>> begin Data to use

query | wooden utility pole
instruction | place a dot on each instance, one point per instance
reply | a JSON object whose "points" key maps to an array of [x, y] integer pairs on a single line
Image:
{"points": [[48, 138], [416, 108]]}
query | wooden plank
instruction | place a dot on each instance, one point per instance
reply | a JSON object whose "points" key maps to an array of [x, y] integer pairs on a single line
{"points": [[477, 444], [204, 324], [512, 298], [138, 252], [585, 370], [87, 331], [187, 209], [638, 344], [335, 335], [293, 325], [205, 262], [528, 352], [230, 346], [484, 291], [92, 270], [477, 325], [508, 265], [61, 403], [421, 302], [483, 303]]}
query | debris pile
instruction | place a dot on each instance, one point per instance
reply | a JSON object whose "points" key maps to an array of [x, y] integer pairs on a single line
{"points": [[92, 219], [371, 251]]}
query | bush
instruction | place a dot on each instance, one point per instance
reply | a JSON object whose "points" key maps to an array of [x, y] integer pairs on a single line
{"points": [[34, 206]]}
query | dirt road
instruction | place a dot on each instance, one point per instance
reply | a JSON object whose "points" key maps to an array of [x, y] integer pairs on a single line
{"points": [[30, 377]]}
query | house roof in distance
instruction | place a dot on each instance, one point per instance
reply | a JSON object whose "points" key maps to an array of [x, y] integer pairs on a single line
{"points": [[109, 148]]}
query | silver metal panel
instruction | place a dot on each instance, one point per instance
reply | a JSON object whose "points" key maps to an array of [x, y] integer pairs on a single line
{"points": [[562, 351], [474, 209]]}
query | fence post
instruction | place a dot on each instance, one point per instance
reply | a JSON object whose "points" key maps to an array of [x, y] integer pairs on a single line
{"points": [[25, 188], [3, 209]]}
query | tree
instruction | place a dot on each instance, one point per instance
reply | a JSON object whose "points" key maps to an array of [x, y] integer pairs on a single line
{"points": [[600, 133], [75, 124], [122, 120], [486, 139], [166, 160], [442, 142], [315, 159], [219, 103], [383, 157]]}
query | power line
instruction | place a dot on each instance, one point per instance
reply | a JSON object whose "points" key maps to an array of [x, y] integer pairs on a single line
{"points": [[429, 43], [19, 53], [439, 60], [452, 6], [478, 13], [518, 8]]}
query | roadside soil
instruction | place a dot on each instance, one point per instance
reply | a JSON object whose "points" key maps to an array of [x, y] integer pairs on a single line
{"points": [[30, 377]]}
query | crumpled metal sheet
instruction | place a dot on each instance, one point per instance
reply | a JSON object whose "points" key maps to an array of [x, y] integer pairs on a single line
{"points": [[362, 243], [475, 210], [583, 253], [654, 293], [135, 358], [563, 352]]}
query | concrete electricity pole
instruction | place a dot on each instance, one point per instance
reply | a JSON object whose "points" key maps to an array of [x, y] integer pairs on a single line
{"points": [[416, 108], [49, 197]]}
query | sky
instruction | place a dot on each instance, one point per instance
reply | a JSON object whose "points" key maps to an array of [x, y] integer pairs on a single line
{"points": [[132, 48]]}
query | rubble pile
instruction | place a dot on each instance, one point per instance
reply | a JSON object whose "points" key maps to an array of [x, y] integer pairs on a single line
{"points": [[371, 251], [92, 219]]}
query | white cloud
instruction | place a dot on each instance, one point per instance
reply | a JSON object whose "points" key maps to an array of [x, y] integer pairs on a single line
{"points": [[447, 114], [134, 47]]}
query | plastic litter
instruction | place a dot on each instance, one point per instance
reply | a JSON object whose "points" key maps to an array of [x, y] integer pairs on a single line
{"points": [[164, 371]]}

>> end Data to use

The request >>
Please quote all of the records above word for word, leaving none out.

Result below >>
query | wooden utility pole
instruction | place a dot on each instance, one point per instance
reply | a JSON object whose "points" key maps to an array of [x, y] integer pairs on a single line
Image:
{"points": [[48, 138], [416, 108]]}
query | wooden plank
instruction | place a dot on each instance, one point per instance
reply | a JSON object whose "points" key maps to an array of [x, y] integer pairs on a single line
{"points": [[477, 444], [204, 324], [512, 298], [138, 252], [585, 370], [87, 331], [187, 209], [638, 344], [335, 335], [293, 325], [205, 262], [528, 352], [230, 346], [484, 291], [92, 270], [477, 325], [508, 265], [61, 403], [421, 302], [483, 303]]}
query | debris pile
instruction | place a dot on each instance, one point per instance
reply | a JSON object whose "points" key maps to an array of [x, y] integer pairs on a single line
{"points": [[92, 219], [371, 251]]}
query | bush
instruction | place a dot on each instance, one point per instance
reply | a JSON object whose "points" key maps to an array of [x, y] integer pairs on a single line
{"points": [[34, 206]]}
query | dirt road
instruction | place a dot on each instance, one point per instance
reply | a JSON object whose "points" key maps to an array of [x, y] integer pairs on a single line
{"points": [[30, 377]]}
query | house roof in distance
instruction | place a dot on each instance, one point per instance
reply | a JSON object whose "points" key maps to an array of [x, y] integer pairs on a single line
{"points": [[109, 148]]}
query | silver metal panel
instruction | place a dot on each instance, one point per instance
reply | a JSON object whose "points" key maps to an array of [x, y] integer pairs on a single line
{"points": [[562, 351], [474, 209]]}
query | fence post
instruction | place a dot on each instance, one point per instance
reply | a JSON object whose "points" key maps to an array of [x, y] integer pairs on a single line
{"points": [[25, 188], [3, 209]]}
query | tree
instruction | place a dot on each instance, one point per instance
reply | a JSON object whose "points" key maps to an array of [x, y] integer pairs on a single line
{"points": [[600, 133], [75, 124], [122, 120], [486, 139], [166, 160], [442, 142], [315, 159], [219, 103], [383, 157]]}
query | power line
instruction | place a dot on each instance, one point per instance
reply | a JSON object whose "points" key maps to an array of [x, y] integer pairs on a single line
{"points": [[429, 43], [19, 53], [439, 60], [452, 6], [478, 13], [518, 8]]}
query | roadside soil
instruction | place a dot on each instance, one point per instance
reply | a JSON object whose "points" key maps to an array of [x, y] integer pairs on a single line
{"points": [[30, 377]]}
query | crumpled metal sheet
instruction | place a dot on each instance, one point per instance
reply | a JSON object whose "points" key maps to an array of [x, y] integer pairs on a single line
{"points": [[362, 243], [475, 210], [583, 253], [654, 293], [135, 358], [563, 352]]}
query | concrete electricity pole
instruction | place a dot on each instance, one point per instance
reply | a JSON object whose "points" key maps to an array of [x, y] integer pairs on a single line
{"points": [[416, 108], [49, 197]]}
query | sky
instruction | place a dot on each instance, one point per instance
reply | a JSON object whose "points" key maps to an array of [x, y] integer pairs on a single line
{"points": [[132, 48]]}
query | rubble pile
instruction | place a dot on each instance, one point per instance
reply | a JSON object whose "points" key maps to an array of [x, y] integer pairs on a single line
{"points": [[371, 251], [92, 219]]}
query | white cloud
instruction | place a dot on each instance, one point per instance
reply | a JSON object whose "points" key maps to an array of [x, y] integer pairs on a single line
{"points": [[447, 114], [134, 47]]}
query | plastic litter
instruction | place a dot on each instance, one point per instance
reply | a JSON object whose "points" key maps to an array of [x, y] integer pairs on a single line
{"points": [[164, 371]]}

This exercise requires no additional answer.